- **Records to use**
◇ ◇ ◇ ◇

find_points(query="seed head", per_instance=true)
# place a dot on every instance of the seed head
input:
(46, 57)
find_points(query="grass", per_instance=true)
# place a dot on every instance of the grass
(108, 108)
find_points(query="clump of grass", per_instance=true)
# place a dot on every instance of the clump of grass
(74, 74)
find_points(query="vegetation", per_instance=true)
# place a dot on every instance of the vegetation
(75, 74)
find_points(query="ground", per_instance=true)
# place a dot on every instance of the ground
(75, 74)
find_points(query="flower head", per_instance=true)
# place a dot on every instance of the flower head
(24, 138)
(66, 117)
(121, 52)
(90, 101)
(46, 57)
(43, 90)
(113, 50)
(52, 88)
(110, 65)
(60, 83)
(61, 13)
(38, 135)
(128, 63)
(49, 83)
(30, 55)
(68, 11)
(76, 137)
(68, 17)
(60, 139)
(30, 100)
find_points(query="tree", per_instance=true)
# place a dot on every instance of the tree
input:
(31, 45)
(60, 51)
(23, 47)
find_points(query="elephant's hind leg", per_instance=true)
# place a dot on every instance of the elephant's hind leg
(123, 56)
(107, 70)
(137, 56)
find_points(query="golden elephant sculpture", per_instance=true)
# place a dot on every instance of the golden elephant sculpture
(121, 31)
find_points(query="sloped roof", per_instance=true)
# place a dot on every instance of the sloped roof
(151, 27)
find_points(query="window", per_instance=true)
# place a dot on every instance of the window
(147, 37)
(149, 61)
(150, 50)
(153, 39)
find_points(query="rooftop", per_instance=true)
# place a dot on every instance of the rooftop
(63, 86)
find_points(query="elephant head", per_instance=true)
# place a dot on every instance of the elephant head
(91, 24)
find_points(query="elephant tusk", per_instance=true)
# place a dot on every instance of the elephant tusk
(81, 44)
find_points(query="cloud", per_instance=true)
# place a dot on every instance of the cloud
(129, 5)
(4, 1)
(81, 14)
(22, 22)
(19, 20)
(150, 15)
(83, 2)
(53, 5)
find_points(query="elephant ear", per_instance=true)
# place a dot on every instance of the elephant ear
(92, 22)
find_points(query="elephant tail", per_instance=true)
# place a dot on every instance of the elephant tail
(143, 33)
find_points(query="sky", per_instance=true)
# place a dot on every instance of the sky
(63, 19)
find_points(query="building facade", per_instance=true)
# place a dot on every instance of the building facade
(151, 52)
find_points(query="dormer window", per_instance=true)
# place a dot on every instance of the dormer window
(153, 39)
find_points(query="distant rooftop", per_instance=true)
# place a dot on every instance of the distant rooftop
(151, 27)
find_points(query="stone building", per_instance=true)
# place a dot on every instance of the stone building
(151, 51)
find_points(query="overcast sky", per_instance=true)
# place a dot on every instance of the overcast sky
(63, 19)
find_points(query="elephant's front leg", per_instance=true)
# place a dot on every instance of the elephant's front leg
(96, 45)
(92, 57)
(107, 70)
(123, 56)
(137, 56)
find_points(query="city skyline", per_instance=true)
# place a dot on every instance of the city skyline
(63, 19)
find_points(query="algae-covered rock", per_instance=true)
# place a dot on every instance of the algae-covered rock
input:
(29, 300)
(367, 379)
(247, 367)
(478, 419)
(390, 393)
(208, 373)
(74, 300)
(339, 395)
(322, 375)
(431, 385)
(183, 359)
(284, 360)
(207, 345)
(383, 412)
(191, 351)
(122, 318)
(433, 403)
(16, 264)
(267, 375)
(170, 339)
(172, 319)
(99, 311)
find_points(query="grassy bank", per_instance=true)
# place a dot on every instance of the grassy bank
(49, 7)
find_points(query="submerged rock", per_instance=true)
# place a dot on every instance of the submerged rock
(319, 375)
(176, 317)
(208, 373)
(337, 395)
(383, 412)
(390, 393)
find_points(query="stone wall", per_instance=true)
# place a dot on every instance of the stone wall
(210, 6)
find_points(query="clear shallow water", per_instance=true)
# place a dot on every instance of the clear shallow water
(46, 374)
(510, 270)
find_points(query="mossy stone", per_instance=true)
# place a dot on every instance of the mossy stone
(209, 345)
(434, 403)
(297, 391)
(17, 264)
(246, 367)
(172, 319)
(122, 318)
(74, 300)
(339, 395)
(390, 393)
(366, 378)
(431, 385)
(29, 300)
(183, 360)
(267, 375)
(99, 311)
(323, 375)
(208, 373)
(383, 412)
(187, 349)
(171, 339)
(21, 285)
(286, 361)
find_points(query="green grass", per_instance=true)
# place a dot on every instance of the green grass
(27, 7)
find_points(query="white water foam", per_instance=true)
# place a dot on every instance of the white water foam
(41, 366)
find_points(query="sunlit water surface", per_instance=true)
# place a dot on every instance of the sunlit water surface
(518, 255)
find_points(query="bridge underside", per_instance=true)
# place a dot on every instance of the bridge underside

◇ ◇ ◇ ◇

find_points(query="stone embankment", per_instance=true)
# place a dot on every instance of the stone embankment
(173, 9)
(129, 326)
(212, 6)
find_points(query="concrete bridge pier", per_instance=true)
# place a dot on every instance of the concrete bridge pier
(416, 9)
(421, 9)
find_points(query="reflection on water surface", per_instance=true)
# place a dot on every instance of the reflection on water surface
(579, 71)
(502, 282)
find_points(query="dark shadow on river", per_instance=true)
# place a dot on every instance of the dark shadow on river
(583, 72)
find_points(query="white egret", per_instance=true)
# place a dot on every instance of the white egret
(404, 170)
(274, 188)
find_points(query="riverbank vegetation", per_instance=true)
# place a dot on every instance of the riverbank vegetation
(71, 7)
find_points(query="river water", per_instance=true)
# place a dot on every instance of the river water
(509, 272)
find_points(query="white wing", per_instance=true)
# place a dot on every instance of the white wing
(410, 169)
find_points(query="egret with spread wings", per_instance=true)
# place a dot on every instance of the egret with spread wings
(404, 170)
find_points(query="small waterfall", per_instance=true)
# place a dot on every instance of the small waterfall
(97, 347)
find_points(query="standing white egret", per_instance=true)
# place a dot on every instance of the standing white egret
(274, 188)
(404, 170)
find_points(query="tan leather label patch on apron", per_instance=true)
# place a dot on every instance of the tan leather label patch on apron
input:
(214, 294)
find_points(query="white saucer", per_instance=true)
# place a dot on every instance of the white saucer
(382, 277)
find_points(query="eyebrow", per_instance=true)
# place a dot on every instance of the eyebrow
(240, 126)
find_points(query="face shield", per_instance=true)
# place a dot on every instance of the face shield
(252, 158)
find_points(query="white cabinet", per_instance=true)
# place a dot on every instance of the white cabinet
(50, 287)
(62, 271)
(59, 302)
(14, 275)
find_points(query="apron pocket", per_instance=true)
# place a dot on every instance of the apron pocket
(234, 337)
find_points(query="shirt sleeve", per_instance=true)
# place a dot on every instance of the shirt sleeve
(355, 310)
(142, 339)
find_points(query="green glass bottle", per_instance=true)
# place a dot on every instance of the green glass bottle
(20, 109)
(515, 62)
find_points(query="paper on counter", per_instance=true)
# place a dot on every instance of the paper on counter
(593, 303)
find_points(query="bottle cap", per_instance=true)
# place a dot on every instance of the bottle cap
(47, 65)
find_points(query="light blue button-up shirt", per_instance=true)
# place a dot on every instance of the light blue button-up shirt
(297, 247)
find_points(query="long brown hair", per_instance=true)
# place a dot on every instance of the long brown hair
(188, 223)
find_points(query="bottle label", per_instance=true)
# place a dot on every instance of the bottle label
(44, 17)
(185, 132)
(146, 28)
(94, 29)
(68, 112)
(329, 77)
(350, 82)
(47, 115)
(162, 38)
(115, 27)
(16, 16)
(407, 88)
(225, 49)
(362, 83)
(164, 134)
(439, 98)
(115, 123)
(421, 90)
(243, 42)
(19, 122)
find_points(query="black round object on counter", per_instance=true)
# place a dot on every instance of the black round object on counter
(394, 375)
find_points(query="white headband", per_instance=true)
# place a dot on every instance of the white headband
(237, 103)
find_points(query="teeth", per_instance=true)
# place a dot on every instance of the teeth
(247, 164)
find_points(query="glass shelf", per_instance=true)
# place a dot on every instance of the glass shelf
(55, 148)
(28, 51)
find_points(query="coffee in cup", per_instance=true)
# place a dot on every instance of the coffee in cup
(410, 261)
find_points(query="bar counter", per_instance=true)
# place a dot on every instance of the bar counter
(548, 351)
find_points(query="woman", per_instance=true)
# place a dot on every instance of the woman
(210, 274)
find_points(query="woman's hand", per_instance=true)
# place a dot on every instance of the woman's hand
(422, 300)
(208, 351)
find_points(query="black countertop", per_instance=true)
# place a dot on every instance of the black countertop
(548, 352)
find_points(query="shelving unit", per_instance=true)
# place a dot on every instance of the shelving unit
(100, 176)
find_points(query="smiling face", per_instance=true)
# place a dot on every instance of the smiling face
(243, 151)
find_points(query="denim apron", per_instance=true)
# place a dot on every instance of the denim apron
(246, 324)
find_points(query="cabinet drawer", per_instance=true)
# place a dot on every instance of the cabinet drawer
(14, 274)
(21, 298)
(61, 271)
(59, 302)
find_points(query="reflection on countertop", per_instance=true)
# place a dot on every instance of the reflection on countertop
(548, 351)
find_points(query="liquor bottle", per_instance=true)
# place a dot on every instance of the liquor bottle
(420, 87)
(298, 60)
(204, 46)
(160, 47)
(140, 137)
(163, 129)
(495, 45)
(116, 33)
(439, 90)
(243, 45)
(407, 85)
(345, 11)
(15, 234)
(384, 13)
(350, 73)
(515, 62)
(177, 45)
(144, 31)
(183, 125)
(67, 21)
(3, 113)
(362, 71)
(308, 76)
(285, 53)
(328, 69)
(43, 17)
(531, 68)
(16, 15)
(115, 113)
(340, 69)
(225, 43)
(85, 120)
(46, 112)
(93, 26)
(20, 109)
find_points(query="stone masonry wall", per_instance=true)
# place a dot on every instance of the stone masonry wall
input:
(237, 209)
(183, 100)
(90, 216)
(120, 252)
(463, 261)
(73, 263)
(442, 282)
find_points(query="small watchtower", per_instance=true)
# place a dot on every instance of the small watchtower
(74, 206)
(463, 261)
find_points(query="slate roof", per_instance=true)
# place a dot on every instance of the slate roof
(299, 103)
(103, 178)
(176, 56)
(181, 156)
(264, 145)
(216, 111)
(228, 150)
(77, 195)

◇ ◇ ◇ ◇

- **Directive**
Collect every line of the records that contains the string "tail", matching case exactly.

- **Expected output**
find_points(query="elephant tail", per_instance=true)
# place a dot on every instance of the elephant tail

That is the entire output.